Exercise instructions ::
Render every line of the entries below as a JSON list of strings, one string per line, skipping blank lines. Leave the pictures out of the list.

*-*-*

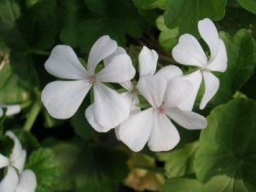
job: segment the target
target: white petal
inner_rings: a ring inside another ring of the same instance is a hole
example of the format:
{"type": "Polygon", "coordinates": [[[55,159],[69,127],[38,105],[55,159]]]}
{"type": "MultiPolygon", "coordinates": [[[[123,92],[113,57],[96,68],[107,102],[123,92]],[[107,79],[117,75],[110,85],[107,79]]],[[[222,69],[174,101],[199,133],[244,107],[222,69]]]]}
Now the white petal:
{"type": "Polygon", "coordinates": [[[19,170],[20,173],[23,170],[25,161],[26,161],[26,150],[22,150],[21,154],[15,160],[11,160],[12,166],[19,170]]]}
{"type": "Polygon", "coordinates": [[[211,59],[215,58],[218,48],[218,34],[213,22],[206,18],[198,22],[198,31],[211,51],[211,59]]]}
{"type": "Polygon", "coordinates": [[[111,128],[109,128],[109,127],[105,128],[96,122],[94,110],[95,110],[94,103],[90,105],[85,110],[85,117],[86,117],[88,122],[90,123],[90,125],[92,126],[92,128],[94,128],[98,132],[108,131],[111,128]]]}
{"type": "Polygon", "coordinates": [[[171,80],[173,78],[182,76],[183,74],[183,71],[177,66],[169,65],[160,68],[154,76],[160,76],[165,78],[166,81],[171,80]]]}
{"type": "Polygon", "coordinates": [[[203,129],[207,125],[205,117],[192,111],[183,111],[178,108],[166,108],[164,110],[172,119],[186,129],[203,129]]]}
{"type": "Polygon", "coordinates": [[[164,96],[165,106],[177,107],[183,102],[193,91],[190,81],[182,79],[174,79],[168,82],[164,96]]]}
{"type": "Polygon", "coordinates": [[[96,120],[105,128],[116,127],[129,116],[126,99],[102,83],[94,85],[94,102],[96,120]]]}
{"type": "Polygon", "coordinates": [[[58,78],[67,79],[89,79],[73,49],[67,45],[55,46],[44,64],[46,71],[58,78]]]}
{"type": "Polygon", "coordinates": [[[119,84],[129,91],[132,91],[132,90],[134,89],[134,86],[131,81],[125,81],[119,83],[119,84]]]}
{"type": "Polygon", "coordinates": [[[156,70],[158,54],[155,50],[143,46],[138,55],[140,77],[152,76],[156,70]]]}
{"type": "Polygon", "coordinates": [[[9,159],[0,154],[0,169],[9,166],[9,159]]]}
{"type": "Polygon", "coordinates": [[[20,105],[6,105],[6,115],[17,114],[20,112],[20,105]]]}
{"type": "Polygon", "coordinates": [[[117,49],[117,43],[109,36],[101,37],[90,49],[87,69],[90,73],[94,73],[96,66],[103,59],[113,54],[117,49]]]}
{"type": "Polygon", "coordinates": [[[224,72],[228,64],[227,52],[224,42],[218,39],[218,47],[215,57],[208,61],[207,68],[211,71],[224,72]]]}
{"type": "Polygon", "coordinates": [[[154,76],[143,77],[137,84],[137,88],[154,108],[162,105],[166,89],[166,81],[163,78],[154,76]]]}
{"type": "Polygon", "coordinates": [[[142,150],[149,138],[155,114],[155,109],[151,108],[130,115],[119,125],[119,139],[131,150],[142,150]]]}
{"type": "Polygon", "coordinates": [[[126,54],[116,55],[110,63],[96,74],[99,82],[121,83],[131,80],[135,75],[130,56],[126,54]]]}
{"type": "Polygon", "coordinates": [[[217,93],[219,87],[219,80],[212,73],[208,72],[202,73],[205,82],[205,93],[200,103],[200,109],[203,109],[208,102],[217,93]]]}
{"type": "Polygon", "coordinates": [[[113,54],[111,54],[109,56],[106,57],[103,60],[104,66],[106,67],[107,65],[108,65],[108,63],[111,62],[111,61],[113,60],[113,57],[115,57],[118,55],[121,55],[121,54],[126,54],[126,51],[124,48],[118,46],[118,48],[113,54]]]}
{"type": "Polygon", "coordinates": [[[178,131],[166,115],[157,114],[148,142],[149,148],[152,151],[168,151],[172,149],[179,140],[178,131]]]}
{"type": "Polygon", "coordinates": [[[8,167],[7,174],[0,183],[1,192],[15,192],[18,183],[18,175],[12,166],[8,167]]]}
{"type": "Polygon", "coordinates": [[[178,105],[178,108],[185,111],[191,111],[202,80],[202,74],[200,70],[197,70],[183,76],[182,79],[189,80],[192,83],[193,91],[189,98],[178,105]]]}
{"type": "Polygon", "coordinates": [[[184,65],[204,67],[207,58],[197,39],[189,34],[182,35],[172,49],[173,59],[184,65]]]}
{"type": "Polygon", "coordinates": [[[12,154],[10,154],[9,159],[11,160],[16,160],[22,154],[22,147],[20,143],[20,140],[11,131],[7,131],[5,132],[5,135],[9,137],[15,143],[14,148],[13,148],[12,154]]]}
{"type": "Polygon", "coordinates": [[[21,172],[15,192],[34,192],[37,187],[35,173],[31,170],[25,170],[21,172]]]}
{"type": "Polygon", "coordinates": [[[2,117],[2,116],[3,116],[3,108],[2,108],[2,107],[0,107],[0,117],[2,117]]]}
{"type": "Polygon", "coordinates": [[[41,99],[52,117],[68,119],[76,113],[90,87],[86,79],[55,81],[44,87],[41,99]]]}
{"type": "Polygon", "coordinates": [[[140,103],[138,96],[131,91],[121,93],[121,95],[126,99],[130,105],[130,113],[139,112],[140,108],[137,107],[140,103]]]}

*-*-*

Completed task ::
[
  "job: segment the target",
  "target: white petal",
  "inner_rings: a ring inside another ring of the same instance is a hole",
  "example of the format:",
  "{\"type\": \"Polygon\", \"coordinates\": [[[55,159],[69,127],[38,105],[55,159]]]}",
  "{\"type\": \"MultiPolygon\", \"coordinates\": [[[[123,92],[113,57],[96,68],[107,102],[123,92]],[[107,79],[117,75],[110,85],[107,79]]],[[[222,69],[174,101],[199,133],[244,107],[222,69]]]]}",
  "Now the white petal:",
  "{\"type\": \"Polygon\", \"coordinates\": [[[19,170],[20,173],[23,170],[25,161],[26,161],[26,150],[22,150],[21,154],[15,160],[11,160],[12,166],[19,170]]]}",
  "{\"type\": \"Polygon\", \"coordinates\": [[[211,59],[215,58],[218,48],[218,34],[213,22],[206,18],[198,22],[198,31],[211,51],[211,59]]]}",
  "{\"type\": \"Polygon\", \"coordinates\": [[[111,128],[109,128],[109,127],[105,128],[96,122],[94,110],[95,110],[94,103],[90,105],[85,110],[85,117],[86,117],[88,122],[90,123],[90,125],[92,126],[92,128],[94,128],[98,132],[108,131],[111,128]]]}",
  "{\"type\": \"Polygon\", \"coordinates\": [[[171,80],[173,78],[182,76],[183,74],[183,71],[177,66],[169,65],[160,68],[154,76],[160,76],[165,78],[166,81],[171,80]]]}",
  "{\"type\": \"Polygon\", \"coordinates\": [[[203,129],[207,125],[205,117],[192,111],[183,111],[178,108],[166,108],[164,110],[172,119],[186,129],[203,129]]]}",
  "{\"type\": \"Polygon\", \"coordinates\": [[[164,96],[165,106],[177,107],[183,102],[193,91],[190,81],[182,79],[174,79],[168,82],[164,96]]]}",
  "{\"type\": \"Polygon\", \"coordinates\": [[[96,120],[105,128],[116,127],[129,116],[126,99],[102,83],[94,85],[94,102],[96,120]]]}",
  "{\"type\": \"Polygon\", \"coordinates\": [[[58,78],[67,79],[89,79],[73,49],[67,45],[55,46],[44,64],[46,71],[58,78]]]}",
  "{\"type\": \"Polygon\", \"coordinates\": [[[119,84],[129,91],[132,91],[132,90],[134,89],[134,86],[131,81],[125,81],[119,83],[119,84]]]}",
  "{\"type\": \"Polygon\", \"coordinates\": [[[156,70],[158,54],[155,50],[143,46],[138,55],[140,77],[152,76],[156,70]]]}",
  "{\"type\": \"Polygon\", \"coordinates\": [[[9,159],[0,154],[0,169],[9,166],[9,159]]]}",
  "{\"type\": \"Polygon\", \"coordinates\": [[[20,105],[6,105],[6,115],[17,114],[20,112],[20,105]]]}",
  "{\"type\": \"Polygon\", \"coordinates\": [[[117,49],[117,43],[109,36],[101,37],[90,49],[87,69],[90,73],[94,73],[96,66],[103,59],[113,54],[117,49]]]}",
  "{\"type\": \"Polygon\", \"coordinates\": [[[224,72],[228,64],[227,52],[224,42],[218,39],[218,47],[215,57],[208,61],[207,68],[211,71],[224,72]]]}",
  "{\"type\": \"Polygon\", \"coordinates\": [[[154,76],[143,77],[137,84],[137,88],[154,108],[162,105],[166,89],[166,81],[163,78],[154,76]]]}",
  "{\"type\": \"Polygon\", \"coordinates\": [[[142,150],[149,138],[155,114],[155,109],[151,108],[130,115],[119,125],[119,139],[131,150],[142,150]]]}",
  "{\"type\": \"Polygon\", \"coordinates\": [[[126,54],[116,55],[110,63],[96,74],[99,82],[121,83],[131,80],[135,75],[130,56],[126,54]]]}",
  "{\"type\": \"Polygon\", \"coordinates\": [[[217,93],[219,87],[219,80],[212,73],[208,72],[202,73],[205,82],[205,93],[200,103],[200,109],[203,109],[208,102],[217,93]]]}",
  "{\"type\": \"Polygon\", \"coordinates\": [[[113,54],[111,54],[109,56],[106,57],[103,60],[104,66],[106,67],[107,65],[108,65],[108,63],[111,62],[111,61],[113,60],[113,57],[115,57],[118,55],[121,55],[121,54],[126,54],[126,51],[124,48],[118,46],[118,48],[113,54]]]}",
  "{\"type\": \"Polygon\", \"coordinates\": [[[178,131],[166,115],[157,114],[148,142],[149,148],[152,151],[168,151],[172,149],[179,140],[178,131]]]}",
  "{\"type\": \"Polygon\", \"coordinates\": [[[8,167],[7,174],[0,183],[1,192],[15,192],[18,183],[18,175],[12,166],[8,167]]]}",
  "{\"type\": \"Polygon\", \"coordinates\": [[[178,105],[178,108],[185,111],[191,111],[202,80],[202,74],[200,70],[197,70],[183,76],[182,79],[189,80],[192,83],[193,91],[189,98],[178,105]]]}",
  "{\"type\": \"Polygon\", \"coordinates\": [[[184,65],[204,67],[207,58],[197,39],[189,34],[182,35],[172,49],[173,59],[184,65]]]}",
  "{\"type\": \"Polygon\", \"coordinates\": [[[12,154],[10,154],[9,159],[11,160],[16,160],[22,154],[22,147],[20,143],[20,140],[11,131],[7,131],[5,132],[5,135],[9,137],[15,143],[14,148],[13,148],[12,154]]]}",
  "{\"type\": \"Polygon\", \"coordinates\": [[[21,172],[15,192],[34,192],[37,187],[35,173],[31,170],[25,170],[21,172]]]}",
  "{\"type\": \"Polygon\", \"coordinates\": [[[2,117],[2,116],[3,116],[3,108],[2,108],[2,107],[0,107],[0,117],[2,117]]]}",
  "{\"type\": \"Polygon\", \"coordinates\": [[[41,99],[52,117],[68,119],[76,113],[90,87],[86,79],[55,81],[44,87],[41,99]]]}",
  "{\"type\": \"Polygon\", \"coordinates\": [[[140,103],[138,96],[131,91],[121,93],[121,95],[126,99],[130,105],[130,113],[139,112],[140,108],[137,107],[140,103]]]}"
]